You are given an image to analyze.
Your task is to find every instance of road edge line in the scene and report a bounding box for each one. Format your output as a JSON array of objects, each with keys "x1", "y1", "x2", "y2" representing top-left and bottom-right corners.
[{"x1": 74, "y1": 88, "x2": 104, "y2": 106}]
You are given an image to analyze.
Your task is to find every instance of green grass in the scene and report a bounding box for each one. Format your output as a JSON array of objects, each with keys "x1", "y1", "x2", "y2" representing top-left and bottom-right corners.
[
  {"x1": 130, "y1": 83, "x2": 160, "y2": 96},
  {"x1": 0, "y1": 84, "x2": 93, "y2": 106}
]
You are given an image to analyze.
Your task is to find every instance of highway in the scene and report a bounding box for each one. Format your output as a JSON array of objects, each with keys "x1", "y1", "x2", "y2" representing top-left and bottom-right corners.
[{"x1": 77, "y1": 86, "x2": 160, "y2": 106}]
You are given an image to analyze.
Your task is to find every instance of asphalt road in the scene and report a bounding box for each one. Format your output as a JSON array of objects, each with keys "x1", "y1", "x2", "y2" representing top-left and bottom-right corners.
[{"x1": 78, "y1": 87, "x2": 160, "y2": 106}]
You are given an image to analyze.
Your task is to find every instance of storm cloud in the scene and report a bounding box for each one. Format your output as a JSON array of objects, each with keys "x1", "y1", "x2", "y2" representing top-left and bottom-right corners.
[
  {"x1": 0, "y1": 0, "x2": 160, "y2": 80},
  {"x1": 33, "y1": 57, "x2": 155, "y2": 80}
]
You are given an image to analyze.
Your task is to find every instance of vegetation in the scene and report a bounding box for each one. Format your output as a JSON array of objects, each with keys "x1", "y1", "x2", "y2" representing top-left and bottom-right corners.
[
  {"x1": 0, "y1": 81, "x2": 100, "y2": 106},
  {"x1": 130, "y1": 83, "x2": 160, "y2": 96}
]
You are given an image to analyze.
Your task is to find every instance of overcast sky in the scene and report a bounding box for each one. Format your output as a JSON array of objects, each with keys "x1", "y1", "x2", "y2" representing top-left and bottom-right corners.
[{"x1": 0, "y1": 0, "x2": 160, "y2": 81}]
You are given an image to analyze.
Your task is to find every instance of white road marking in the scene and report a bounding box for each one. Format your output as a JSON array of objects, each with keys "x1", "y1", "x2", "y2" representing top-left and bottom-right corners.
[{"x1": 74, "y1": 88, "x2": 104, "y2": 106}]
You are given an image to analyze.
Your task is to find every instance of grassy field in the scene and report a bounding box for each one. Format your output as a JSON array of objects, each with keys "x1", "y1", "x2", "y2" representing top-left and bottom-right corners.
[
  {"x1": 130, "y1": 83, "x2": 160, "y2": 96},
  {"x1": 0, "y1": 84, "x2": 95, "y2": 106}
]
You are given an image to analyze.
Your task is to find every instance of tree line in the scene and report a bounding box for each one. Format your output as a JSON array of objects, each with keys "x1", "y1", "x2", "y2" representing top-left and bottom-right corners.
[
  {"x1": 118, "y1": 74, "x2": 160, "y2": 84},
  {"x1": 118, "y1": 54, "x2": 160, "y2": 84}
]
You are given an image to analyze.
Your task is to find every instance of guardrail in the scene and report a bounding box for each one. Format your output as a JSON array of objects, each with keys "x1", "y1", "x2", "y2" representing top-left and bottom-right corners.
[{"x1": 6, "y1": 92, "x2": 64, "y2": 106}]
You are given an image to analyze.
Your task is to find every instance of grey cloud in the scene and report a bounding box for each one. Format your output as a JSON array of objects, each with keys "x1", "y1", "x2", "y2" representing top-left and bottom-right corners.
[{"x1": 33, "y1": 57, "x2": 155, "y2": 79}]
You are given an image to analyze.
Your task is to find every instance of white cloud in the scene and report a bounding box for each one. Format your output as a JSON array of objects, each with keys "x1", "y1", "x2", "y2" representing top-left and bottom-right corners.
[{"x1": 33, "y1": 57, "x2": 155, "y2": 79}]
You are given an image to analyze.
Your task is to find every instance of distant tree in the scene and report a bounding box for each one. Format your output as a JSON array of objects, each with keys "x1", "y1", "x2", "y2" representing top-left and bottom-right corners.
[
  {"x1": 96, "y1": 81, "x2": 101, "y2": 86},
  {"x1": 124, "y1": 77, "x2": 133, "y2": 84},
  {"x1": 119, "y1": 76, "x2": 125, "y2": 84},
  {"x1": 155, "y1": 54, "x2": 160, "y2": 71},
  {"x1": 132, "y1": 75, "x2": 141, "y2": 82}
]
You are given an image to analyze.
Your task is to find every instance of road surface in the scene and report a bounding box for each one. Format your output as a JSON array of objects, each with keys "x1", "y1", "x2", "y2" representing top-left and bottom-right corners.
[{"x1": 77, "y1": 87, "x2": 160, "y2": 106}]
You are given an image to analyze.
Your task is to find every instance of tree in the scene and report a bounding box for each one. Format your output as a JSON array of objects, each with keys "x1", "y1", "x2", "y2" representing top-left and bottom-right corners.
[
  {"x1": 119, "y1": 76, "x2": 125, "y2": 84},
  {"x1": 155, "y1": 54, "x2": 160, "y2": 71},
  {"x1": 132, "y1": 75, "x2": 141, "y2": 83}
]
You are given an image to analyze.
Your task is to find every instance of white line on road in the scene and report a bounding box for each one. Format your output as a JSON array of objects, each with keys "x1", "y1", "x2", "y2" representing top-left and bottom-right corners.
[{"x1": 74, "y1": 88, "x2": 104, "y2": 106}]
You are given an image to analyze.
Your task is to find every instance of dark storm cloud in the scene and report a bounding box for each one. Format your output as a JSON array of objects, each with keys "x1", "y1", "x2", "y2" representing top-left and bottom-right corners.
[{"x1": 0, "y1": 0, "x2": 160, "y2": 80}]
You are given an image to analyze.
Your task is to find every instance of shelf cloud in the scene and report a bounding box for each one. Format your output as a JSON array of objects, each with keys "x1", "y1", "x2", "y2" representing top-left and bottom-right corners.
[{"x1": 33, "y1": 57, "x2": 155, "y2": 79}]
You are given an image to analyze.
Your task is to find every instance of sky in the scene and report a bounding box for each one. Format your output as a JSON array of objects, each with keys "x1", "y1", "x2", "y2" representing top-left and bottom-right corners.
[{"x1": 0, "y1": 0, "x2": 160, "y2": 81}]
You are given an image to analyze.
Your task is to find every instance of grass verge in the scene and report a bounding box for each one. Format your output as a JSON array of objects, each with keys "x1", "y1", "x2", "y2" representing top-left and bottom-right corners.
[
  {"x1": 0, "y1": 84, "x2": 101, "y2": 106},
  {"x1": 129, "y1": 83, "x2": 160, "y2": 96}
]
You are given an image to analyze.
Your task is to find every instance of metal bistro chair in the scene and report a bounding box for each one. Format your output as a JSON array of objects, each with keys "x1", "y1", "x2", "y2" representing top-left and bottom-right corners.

........

* WRITTEN REQUEST *
Output all preceding records character for character.

* ANSWER IN FULL *
You are given an image to analyze.
Your task is to find every instance of road edge line in the scene and report a bounding box for each one. Format your output as a JSON array of objects, each with keys "x1", "y1", "x2", "y2" representing top-left and bottom-right corners.
[{"x1": 74, "y1": 88, "x2": 104, "y2": 106}]
You are given an image to analyze.
Your task is to find every instance of green grass in the scene and report a bounding box for each one. Format your output as a JSON array of objects, each with keys "x1", "y1", "x2", "y2" representing top-left and bottom-right corners.
[
  {"x1": 130, "y1": 83, "x2": 160, "y2": 96},
  {"x1": 0, "y1": 84, "x2": 93, "y2": 106}
]
You are given an image to analyze.
Your task is to find every instance of highway in the scene and report a bounding box for each one. Format your output as a JSON array of objects, each with keys "x1", "y1", "x2", "y2" representing top-left and bottom-right corners.
[{"x1": 77, "y1": 86, "x2": 160, "y2": 106}]
You are given an image to analyze.
Your task is to find every instance of asphalt road in the scene and report a bounding box for each one. Format your output as a JSON array of objects, each with keys "x1", "y1", "x2", "y2" representing top-left and bottom-right corners.
[{"x1": 78, "y1": 87, "x2": 160, "y2": 106}]
You are given an image to analyze.
Your task is to find every instance of storm cloud in the scene and report a bounding box for each one. Format your output as a JSON array of objects, each with keys "x1", "y1", "x2", "y2" representing top-left and bottom-right corners.
[
  {"x1": 0, "y1": 0, "x2": 160, "y2": 80},
  {"x1": 33, "y1": 57, "x2": 155, "y2": 80}
]
You are given an image to analyze.
Your task is to find every instance of vegetation in the scene and report a bounding box for each one. Format your output as a JSON array of objects, each with keys "x1", "y1", "x2", "y2" representing top-left and bottom-right corners.
[
  {"x1": 0, "y1": 81, "x2": 100, "y2": 106},
  {"x1": 130, "y1": 83, "x2": 160, "y2": 96}
]
You are given an image to analyze.
Your task is to find every instance of overcast sky in the scene and report a bounding box for each one. Format your output as a JSON array of objects, each with keys "x1", "y1", "x2", "y2" representing top-left and bottom-right corners.
[{"x1": 0, "y1": 0, "x2": 160, "y2": 81}]
You are given an image to analyze.
Your task is to find every instance of white road marking in the scene and report a bounding box for each one. Format your output as a JSON array of objects, each with keys "x1", "y1", "x2", "y2" representing top-left and bottom-right corners.
[{"x1": 74, "y1": 88, "x2": 104, "y2": 106}]
You are given an image to analyze.
Your task is to find every instance of grassy field in the scene and report a bounding box for each one. Format your output as a JSON array of objects, each with keys "x1", "y1", "x2", "y2" representing top-left and bottom-right corners.
[
  {"x1": 130, "y1": 83, "x2": 160, "y2": 96},
  {"x1": 0, "y1": 84, "x2": 95, "y2": 106}
]
You are given an image to analyze.
Your task is to find every instance of tree line in the scene and report a bounding box for each one. Format your output as a JSON array of objects, each with keys "x1", "y1", "x2", "y2" representing top-left and bottom-right corners.
[
  {"x1": 118, "y1": 74, "x2": 160, "y2": 84},
  {"x1": 118, "y1": 54, "x2": 160, "y2": 84}
]
You are given an image to analyze.
Your task is to find every instance of guardrail in the scene and report a bounding box for each one. Format your output as a JSON array of objects, each with keys "x1", "y1", "x2", "y2" representing top-left and bottom-right corners.
[{"x1": 6, "y1": 92, "x2": 64, "y2": 106}]
You are given an image to analyze.
Your task is to find every instance of grey cloud in the scene and report a bounding box for each one. Format your output as a JSON array of objects, each with keys "x1", "y1", "x2", "y2" representing top-left and bottom-right corners.
[{"x1": 33, "y1": 57, "x2": 155, "y2": 79}]
You are given an image to analyze.
Your task is to find every instance of white cloud in the scene and report a bounding box for each one. Format your output as a JSON array of objects, each with keys "x1", "y1", "x2", "y2" representing top-left and bottom-right corners.
[{"x1": 33, "y1": 57, "x2": 155, "y2": 79}]
You are given an image to analyze.
Your task is to find every instance of distant tree in the scene and report a bounding box for each one. Format your output as a JSON array of objects, each with keys "x1", "y1", "x2", "y2" representing top-left and bottom-right corners.
[
  {"x1": 96, "y1": 81, "x2": 101, "y2": 86},
  {"x1": 124, "y1": 77, "x2": 133, "y2": 84},
  {"x1": 119, "y1": 76, "x2": 125, "y2": 84},
  {"x1": 155, "y1": 54, "x2": 160, "y2": 71},
  {"x1": 132, "y1": 75, "x2": 141, "y2": 82}
]
You are given an image to analyze.
Your task is to find every instance of road surface in the scene and report a bounding box for each one. Format your output as a JSON array of objects, each with keys "x1", "y1", "x2", "y2" representing top-left and bottom-right corners.
[{"x1": 77, "y1": 87, "x2": 160, "y2": 106}]
You are given an image to analyze.
Your task is to find every instance of tree in the scene and report a bounding box for each one. Format your output as a JSON array of objects, each with keys "x1", "y1", "x2", "y2" representing top-left and bottom-right corners.
[
  {"x1": 119, "y1": 76, "x2": 125, "y2": 84},
  {"x1": 155, "y1": 54, "x2": 160, "y2": 71},
  {"x1": 132, "y1": 75, "x2": 141, "y2": 83}
]
You are given an image to analyze.
Your task is to find every instance of white line on road in the scene and report a bounding box for each one. Format your output as a JSON array of objects, each with keys "x1", "y1", "x2", "y2" representing top-left and bottom-right corners.
[{"x1": 74, "y1": 88, "x2": 104, "y2": 106}]
You are given an image to analyze.
Your task is to find every instance of dark storm cloud in the scene and report a bounding box for each one. Format your output as a JSON array of objects, each with keys "x1", "y1", "x2", "y2" representing top-left and bottom-right corners.
[{"x1": 0, "y1": 0, "x2": 160, "y2": 80}]
You are given an image to analyze.
Your task is to find every instance of shelf cloud in the scene and report a bounding box for each one. Format your output as a JSON array of objects, each with keys "x1", "y1", "x2", "y2" representing top-left and bottom-right corners.
[{"x1": 33, "y1": 57, "x2": 155, "y2": 79}]
You are given an image to analyze.
Your task is to find every instance of sky in the scene and report a bounding box for each one. Format your output as a JSON array of objects, each with keys "x1", "y1", "x2", "y2" representing top-left and bottom-right corners.
[{"x1": 0, "y1": 0, "x2": 160, "y2": 81}]
You are given an image to analyze.
Your task is to find every instance of grass verge in the scene and report a bounding box for each one. Format your output as a JSON array of objects, each with keys "x1", "y1", "x2", "y2" representing top-left and bottom-right corners.
[
  {"x1": 0, "y1": 84, "x2": 101, "y2": 106},
  {"x1": 129, "y1": 83, "x2": 160, "y2": 96}
]
You are given an image to analyze.
Your task is to find every instance of metal bistro chair in the scene and report a bounding box for each one. Format your output as a JSON array of objects, each with keys "x1", "y1", "x2", "y2" representing top-left and bottom-right corners.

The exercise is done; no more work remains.